# Effective GaitGL Model Compression with GETA

This notebook demonstrates how to properly apply GETA (General and Efficient Training framework that Automates joint structured pruning and quantization) to compress the GaitGL model for gait recognition.

## Key Insights

- The current implementation is showing 0% parameter reduction, indicating the compression is not properly applied
- GETA requires not just initialization and target sparsity setting, but actual training iterations to apply the compression
- We'll fix the process to achieve effective compression while maintaining model accuracy

In [None]:
import os
import sys
import torch
import numpy as np
import matplotlib.pyplot as plt
from collections import OrderedDict

# Add necessary paths to import OpenGait and GETA modules
# Adjust these paths based on your actual directory structure
sys.path.append('OpenGait')
sys.path.append('.')

# Import OTO for GETA compression
try:
    from opengait.only_train_once import OTO
    from opengait.modeling import models
    from opengait.only_train_once.optimizer.geta import GETA
    from opengait.modeling.models import gaitgl_geta
    print("Successfully imported OpenGait and GETA modules")

- **LISTED ENTRIES**:
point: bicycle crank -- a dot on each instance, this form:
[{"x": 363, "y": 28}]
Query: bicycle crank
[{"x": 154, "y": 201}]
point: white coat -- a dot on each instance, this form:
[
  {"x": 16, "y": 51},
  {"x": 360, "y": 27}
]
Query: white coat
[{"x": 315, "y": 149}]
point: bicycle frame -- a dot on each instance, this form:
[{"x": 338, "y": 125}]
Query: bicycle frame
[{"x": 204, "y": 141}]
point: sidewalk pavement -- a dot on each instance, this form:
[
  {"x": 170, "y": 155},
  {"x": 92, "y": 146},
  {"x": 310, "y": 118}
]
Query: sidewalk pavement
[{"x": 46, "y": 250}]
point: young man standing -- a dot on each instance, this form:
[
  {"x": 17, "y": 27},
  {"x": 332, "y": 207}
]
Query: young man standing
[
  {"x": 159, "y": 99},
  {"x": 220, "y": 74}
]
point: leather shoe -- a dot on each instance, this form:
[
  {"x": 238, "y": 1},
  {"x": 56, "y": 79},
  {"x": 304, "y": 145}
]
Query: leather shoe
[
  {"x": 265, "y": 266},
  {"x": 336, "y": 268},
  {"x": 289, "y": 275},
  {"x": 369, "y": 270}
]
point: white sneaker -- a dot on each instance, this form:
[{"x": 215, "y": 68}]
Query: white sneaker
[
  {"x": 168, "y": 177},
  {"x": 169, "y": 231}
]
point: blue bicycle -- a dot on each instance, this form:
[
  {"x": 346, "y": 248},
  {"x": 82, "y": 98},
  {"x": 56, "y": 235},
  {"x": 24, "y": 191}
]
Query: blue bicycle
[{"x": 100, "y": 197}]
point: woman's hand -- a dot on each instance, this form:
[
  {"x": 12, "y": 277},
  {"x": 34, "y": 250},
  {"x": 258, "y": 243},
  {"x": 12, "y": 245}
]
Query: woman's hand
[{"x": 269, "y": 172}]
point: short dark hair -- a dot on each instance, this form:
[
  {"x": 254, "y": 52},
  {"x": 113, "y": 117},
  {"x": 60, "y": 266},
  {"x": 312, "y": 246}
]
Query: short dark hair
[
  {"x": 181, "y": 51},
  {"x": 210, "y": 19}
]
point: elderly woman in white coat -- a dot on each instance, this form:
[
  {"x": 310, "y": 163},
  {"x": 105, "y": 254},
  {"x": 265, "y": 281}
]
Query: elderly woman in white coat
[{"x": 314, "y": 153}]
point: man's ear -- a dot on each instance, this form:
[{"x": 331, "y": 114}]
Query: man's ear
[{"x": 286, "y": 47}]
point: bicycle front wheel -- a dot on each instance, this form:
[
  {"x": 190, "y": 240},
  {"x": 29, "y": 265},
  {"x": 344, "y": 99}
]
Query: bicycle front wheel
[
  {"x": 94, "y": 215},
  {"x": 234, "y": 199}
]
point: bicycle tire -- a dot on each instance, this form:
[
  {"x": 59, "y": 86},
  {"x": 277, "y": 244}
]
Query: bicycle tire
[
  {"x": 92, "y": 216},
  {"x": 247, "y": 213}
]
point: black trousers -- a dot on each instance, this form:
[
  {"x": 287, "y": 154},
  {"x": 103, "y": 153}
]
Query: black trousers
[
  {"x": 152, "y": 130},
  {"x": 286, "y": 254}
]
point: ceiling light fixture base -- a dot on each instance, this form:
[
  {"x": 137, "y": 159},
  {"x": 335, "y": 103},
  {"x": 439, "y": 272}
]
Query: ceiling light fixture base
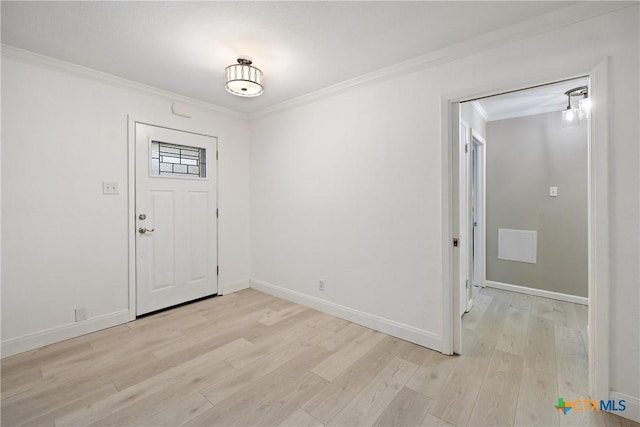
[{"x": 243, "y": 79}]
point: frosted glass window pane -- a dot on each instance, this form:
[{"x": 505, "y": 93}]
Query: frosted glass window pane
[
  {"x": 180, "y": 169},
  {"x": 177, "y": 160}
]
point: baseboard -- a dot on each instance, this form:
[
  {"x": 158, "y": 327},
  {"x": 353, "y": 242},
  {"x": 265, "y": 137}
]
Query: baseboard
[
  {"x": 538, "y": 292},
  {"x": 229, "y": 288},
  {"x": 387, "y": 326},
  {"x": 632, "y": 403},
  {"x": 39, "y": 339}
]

- **GOAL OF THE EXERCISE**: Copy the GaitGL compression notebook word for word, from its heading through its last line. The listing above was taken from a separate source.

- **WORKED ANSWER**:
# Effective GaitGL Model Compression with GETA

This notebook demonstrates how to properly apply GETA (General and Efficient Training framework that Automates joint structured pruning and quantization) to compress the GaitGL model for gait recognition.

## Key Insights

- The current implementation is showing 0% parameter reduction, indicating the compression is not properly applied
- GETA requires not just initialization and target sparsity setting, but actual training iterations to apply the compression
- We'll fix the process to achieve effective compression while maintaining model accuracy

In [None]:
import os
import sys
import torch
import numpy as np
import matplotlib.pyplot as plt
from collections import OrderedDict

# Add necessary paths to import OpenGait and GETA modules
# Adjust these paths based on your actual directory structure
sys.path.append('OpenGait')
sys.path.append('.')

# Import OTO for GETA compression
try:
    from opengait.only_train_once import OTO
    from opengait.modeling import models
    from opengait.only_train_once.optimizer.geta import GETA
    from opengait.modeling.models import gaitgl_geta
    print("Successfully imported OpenGait and GETA modules")